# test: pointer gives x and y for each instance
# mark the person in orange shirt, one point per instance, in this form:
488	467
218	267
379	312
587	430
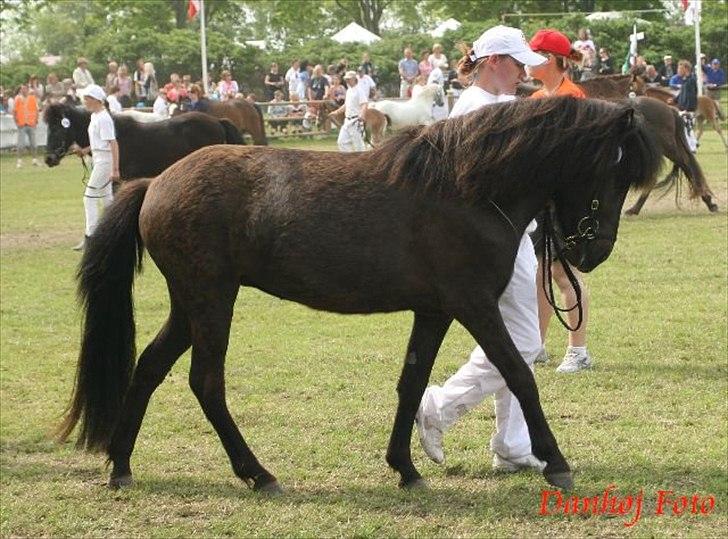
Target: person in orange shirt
553	75
25	113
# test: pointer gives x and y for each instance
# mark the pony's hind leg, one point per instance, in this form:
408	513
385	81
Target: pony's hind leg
154	364
210	333
427	335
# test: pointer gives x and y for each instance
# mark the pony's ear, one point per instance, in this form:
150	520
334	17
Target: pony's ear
627	119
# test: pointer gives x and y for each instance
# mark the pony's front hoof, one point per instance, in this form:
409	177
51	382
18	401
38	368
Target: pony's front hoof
562	480
122	481
415	484
271	488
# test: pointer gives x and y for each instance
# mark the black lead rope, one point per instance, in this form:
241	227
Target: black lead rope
85	179
550	240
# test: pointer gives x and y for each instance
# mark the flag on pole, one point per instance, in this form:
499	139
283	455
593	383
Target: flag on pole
193	8
692	11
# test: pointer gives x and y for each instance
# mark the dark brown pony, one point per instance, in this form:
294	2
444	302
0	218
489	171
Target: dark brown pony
245	116
375	124
145	149
707	110
429	222
669	132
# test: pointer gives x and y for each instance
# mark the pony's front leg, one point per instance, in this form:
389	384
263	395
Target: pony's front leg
485	324
427	334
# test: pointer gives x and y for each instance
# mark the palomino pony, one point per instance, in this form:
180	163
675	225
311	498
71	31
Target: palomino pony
707	110
415	111
246	117
429	222
145	149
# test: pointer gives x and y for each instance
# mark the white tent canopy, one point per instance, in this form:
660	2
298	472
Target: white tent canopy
613	15
450	24
353	33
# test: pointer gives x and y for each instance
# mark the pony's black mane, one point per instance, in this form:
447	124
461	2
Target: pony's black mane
480	154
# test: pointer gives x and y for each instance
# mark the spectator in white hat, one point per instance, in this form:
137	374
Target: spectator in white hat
105	154
495	66
351	134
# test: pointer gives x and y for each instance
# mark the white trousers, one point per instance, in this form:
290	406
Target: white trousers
99	193
478	378
351	138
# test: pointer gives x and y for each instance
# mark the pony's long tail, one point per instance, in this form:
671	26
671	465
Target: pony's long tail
106	361
719	110
690	168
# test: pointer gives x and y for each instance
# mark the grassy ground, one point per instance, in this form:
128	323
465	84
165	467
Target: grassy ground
314	394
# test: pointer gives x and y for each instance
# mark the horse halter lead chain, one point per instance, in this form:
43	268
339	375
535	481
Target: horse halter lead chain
586	230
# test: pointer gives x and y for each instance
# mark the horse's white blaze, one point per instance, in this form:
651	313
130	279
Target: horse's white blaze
416	111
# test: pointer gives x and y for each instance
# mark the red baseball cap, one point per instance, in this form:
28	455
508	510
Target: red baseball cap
551	41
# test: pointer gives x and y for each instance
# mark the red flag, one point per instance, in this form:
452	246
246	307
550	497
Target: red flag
193	8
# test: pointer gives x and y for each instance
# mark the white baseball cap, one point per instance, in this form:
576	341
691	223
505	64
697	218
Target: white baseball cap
95	91
505	40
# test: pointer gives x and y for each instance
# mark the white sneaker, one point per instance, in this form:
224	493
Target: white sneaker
574	361
510	465
430	438
542	357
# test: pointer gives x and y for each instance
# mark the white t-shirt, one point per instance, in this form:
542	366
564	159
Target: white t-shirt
354	98
475	97
292	79
436	77
440	62
114	105
366	83
101	131
160	107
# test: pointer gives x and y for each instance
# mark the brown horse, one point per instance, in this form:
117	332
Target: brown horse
707	109
244	115
429	222
612	86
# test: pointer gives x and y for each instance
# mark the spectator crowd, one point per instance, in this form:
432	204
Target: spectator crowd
297	92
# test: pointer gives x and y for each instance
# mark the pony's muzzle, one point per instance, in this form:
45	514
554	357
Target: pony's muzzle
52	160
592	254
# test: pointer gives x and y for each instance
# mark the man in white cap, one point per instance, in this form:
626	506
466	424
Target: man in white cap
495	65
105	153
351	135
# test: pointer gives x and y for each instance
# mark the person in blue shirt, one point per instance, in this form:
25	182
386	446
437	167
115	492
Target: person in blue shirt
714	75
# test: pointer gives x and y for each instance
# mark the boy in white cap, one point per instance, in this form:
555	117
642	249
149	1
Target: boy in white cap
105	153
495	65
351	137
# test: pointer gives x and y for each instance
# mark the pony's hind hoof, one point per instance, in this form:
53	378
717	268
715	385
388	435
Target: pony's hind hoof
562	480
272	488
415	484
122	481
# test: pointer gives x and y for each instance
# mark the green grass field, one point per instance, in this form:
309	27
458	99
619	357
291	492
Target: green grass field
314	394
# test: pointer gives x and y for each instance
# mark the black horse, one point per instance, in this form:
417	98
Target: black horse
145	149
429	222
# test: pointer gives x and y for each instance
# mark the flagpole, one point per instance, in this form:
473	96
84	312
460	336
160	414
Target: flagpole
698	66
203	47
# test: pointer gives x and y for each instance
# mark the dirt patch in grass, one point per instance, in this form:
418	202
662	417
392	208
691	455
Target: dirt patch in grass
39	240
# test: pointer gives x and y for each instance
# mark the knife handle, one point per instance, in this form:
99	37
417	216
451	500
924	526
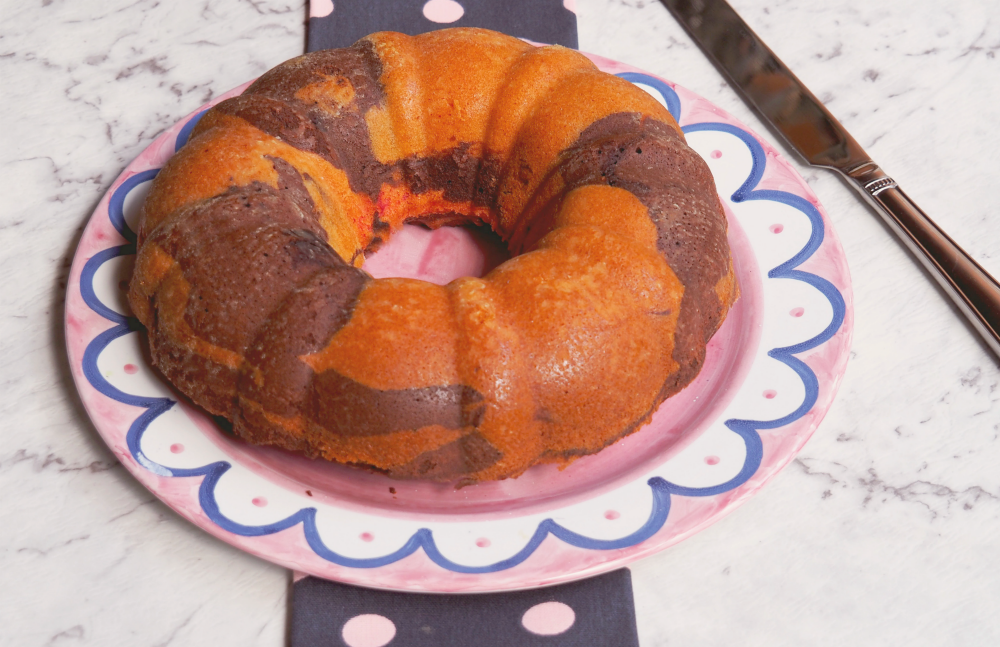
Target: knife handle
974	291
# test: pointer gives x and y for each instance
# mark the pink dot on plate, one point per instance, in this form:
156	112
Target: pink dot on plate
368	630
443	11
548	618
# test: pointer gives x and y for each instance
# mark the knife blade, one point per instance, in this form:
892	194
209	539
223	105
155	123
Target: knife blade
805	124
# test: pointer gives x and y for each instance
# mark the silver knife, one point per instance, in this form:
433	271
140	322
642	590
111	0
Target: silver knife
806	125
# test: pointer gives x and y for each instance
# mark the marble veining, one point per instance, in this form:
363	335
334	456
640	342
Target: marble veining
881	532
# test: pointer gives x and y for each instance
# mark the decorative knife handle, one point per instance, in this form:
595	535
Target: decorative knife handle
974	291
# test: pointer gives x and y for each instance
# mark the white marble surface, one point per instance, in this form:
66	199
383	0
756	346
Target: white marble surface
882	532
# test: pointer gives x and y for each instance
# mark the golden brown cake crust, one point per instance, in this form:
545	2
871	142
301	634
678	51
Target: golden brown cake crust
247	272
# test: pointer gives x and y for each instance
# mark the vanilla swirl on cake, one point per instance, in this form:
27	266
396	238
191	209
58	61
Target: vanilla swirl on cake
251	240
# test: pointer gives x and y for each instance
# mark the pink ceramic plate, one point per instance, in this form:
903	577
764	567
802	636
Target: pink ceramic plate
771	373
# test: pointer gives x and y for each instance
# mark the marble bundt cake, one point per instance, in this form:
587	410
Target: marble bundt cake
252	238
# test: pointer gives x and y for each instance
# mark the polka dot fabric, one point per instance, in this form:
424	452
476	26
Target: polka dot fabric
341	22
598	611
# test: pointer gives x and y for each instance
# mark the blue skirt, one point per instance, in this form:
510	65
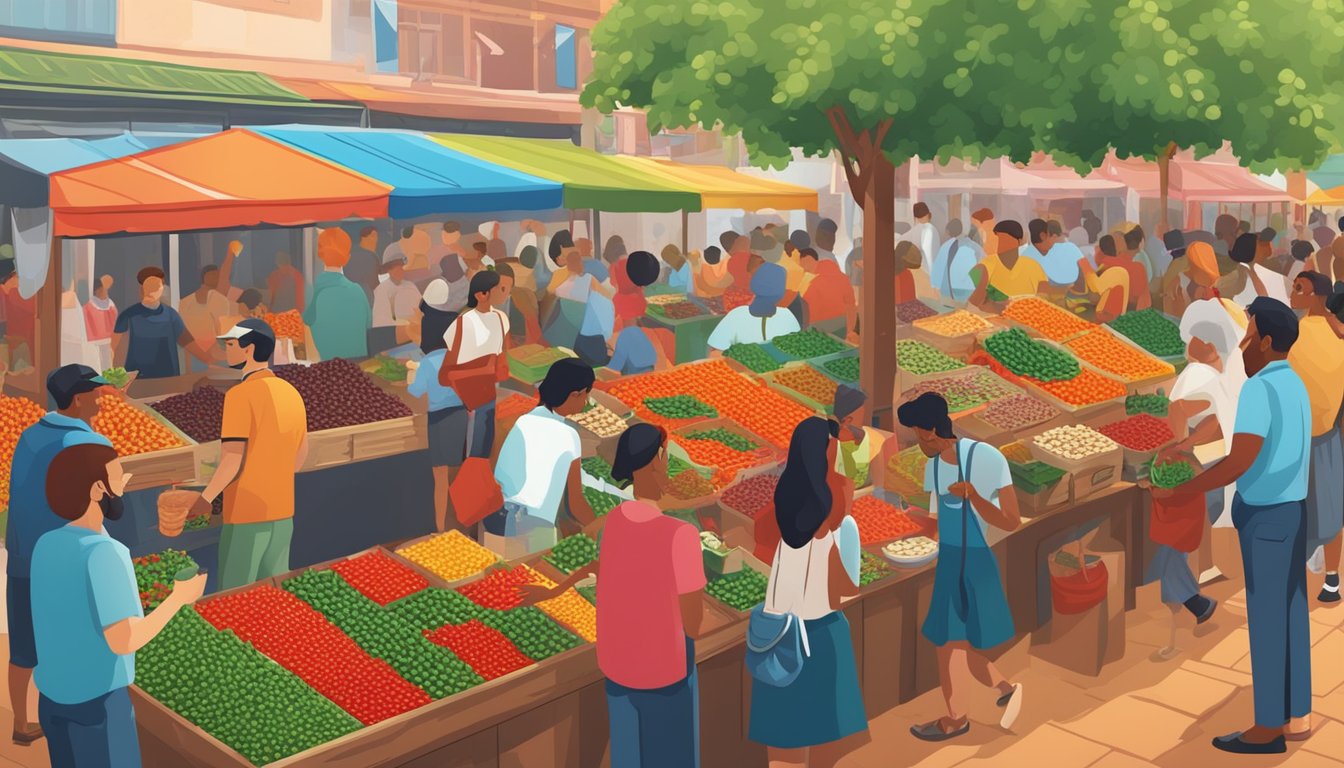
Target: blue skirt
824	704
983	616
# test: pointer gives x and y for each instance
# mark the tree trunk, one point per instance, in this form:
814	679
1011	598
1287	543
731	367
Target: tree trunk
878	343
1164	174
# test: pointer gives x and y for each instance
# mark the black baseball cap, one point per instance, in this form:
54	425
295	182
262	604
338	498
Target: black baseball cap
66	382
249	326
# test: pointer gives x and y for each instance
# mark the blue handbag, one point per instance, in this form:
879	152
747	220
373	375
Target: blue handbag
777	643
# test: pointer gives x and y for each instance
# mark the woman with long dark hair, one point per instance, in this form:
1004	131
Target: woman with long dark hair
968	612
808	580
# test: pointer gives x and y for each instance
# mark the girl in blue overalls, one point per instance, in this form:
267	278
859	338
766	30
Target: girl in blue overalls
968	612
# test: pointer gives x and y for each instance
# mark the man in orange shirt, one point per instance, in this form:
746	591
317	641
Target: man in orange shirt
264	443
828	299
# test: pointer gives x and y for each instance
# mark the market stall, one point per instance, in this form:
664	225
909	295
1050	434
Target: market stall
1073	405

+===+

■ CONSIGNE:
Filtrez les entrées ci-dessus en ne gardant que les lignes qui contiennent le mot « crowd ».

■ CORRIGÉ:
# mark the spectator crowd, one point per instance, in this form:
Target: spectator crowd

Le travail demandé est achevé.